__Problem statement__: Retype each entry. Leave every word as it is.

__Information__:
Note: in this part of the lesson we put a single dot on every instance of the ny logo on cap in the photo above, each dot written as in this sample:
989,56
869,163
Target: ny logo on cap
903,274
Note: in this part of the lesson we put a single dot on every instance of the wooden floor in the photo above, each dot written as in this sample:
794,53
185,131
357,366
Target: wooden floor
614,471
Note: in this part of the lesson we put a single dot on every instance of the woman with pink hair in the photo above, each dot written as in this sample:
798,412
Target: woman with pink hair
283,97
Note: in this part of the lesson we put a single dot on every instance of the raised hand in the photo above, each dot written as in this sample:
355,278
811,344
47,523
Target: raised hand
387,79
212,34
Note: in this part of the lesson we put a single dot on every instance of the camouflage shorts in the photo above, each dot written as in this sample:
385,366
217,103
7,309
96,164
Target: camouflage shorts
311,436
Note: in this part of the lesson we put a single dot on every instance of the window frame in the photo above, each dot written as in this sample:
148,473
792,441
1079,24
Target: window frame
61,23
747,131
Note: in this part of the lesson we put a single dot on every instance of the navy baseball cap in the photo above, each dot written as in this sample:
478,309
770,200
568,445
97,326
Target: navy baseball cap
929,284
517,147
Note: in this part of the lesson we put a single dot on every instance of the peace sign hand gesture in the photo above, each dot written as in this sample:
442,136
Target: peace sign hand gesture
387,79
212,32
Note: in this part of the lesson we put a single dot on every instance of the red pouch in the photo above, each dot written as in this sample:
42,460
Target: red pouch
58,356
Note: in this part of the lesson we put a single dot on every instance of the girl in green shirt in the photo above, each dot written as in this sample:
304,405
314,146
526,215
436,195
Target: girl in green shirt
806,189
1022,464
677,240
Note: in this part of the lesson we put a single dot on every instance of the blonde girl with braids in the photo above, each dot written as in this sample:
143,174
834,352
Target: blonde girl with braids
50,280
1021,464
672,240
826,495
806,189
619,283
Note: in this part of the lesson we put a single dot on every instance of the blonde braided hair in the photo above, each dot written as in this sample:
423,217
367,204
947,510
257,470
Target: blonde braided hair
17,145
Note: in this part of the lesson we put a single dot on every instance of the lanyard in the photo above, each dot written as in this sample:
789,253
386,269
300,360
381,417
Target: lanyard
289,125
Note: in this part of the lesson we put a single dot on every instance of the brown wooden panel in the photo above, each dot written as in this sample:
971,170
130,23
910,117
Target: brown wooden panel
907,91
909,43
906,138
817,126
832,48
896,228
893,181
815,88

__Response area__:
Note: in this part of the lesson we put a single dot on every instance of the ny logo on cap in the photo above, each dot written as in this sample:
989,56
869,163
Target: ny logo on cap
903,274
Note: in this part of the lesson we put a single dot on every instance of the wooden floor in the photo above, each dot written as in this sample:
794,53
185,131
357,366
Target: wooden floor
614,471
Note: in this part of the lesson we put a single dot on every instance of the woman with pink hair in the photo above, each dot written as in this sample:
798,412
Target: woman with pink hair
283,97
Note: in this part of the lesson we put a single dot on every instance of the raised hand in the photo above, each dot written as in this sample:
355,278
811,344
47,523
Target: raised hand
387,79
212,34
Note: in this part of the lesson we put a single dot on every instance of the camouflage shorts in the photo above, each dot written as in this sample:
385,366
217,103
7,309
96,164
Target: camouflage shorts
311,436
Note: in this part of the lesson we put a single dot on every instance of the window frame in the photo above, each dot written as in this sample:
148,473
792,441
1079,24
Target: window frame
61,23
747,131
Note: in this part of the lesson we put a single dot on every instance of the navy baseball cap in the photo above, each dot written as in this sample:
478,309
770,200
568,445
97,326
Target: navy baseball cap
929,284
517,147
Note: in this part of the lesson we put a single dot on every instance of the peace sign hand gesture in the photo above, each dot written as in this sample:
442,136
Target: peace sign hand gesture
387,79
212,32
Note: in this part of the lesson we put a single dot on every instance of the red pouch in the photo above, each dot written as in this sample:
42,460
Target: red pouch
58,356
Note: in this part of the lesson we put a single dot on every instance of the girl in green shirt in the photo above, each dot written as in this sample:
304,405
314,146
526,215
436,195
Target: girl in green shirt
806,189
1022,464
677,240
Note: in this part of the lesson we put a single dot on every instance of the blonde girl with braids in the photo above, each dot written as in this sample:
143,174
834,352
Target: blonde girl with braids
50,280
1021,464
672,240
826,495
806,189
619,283
Note: in this part of the lesson we put a single dot on every instance of the blonde braided hair in the photo above, each dot written as in this sample:
423,217
367,204
947,510
257,470
Target: blonde braided hair
17,145
Note: in this part of the lesson we put a single dot on every instance of the lanyard in the photo above, each dot written as in this sample:
789,253
386,269
300,360
381,417
Target: lanyard
289,125
Note: in this part of the lesson we put a single dot on every instance of the brown wooden panel in the photo above, each dot written as in this sample:
971,170
130,23
910,117
Target: brown wooden panel
907,91
909,43
906,138
817,126
832,48
896,228
893,181
815,88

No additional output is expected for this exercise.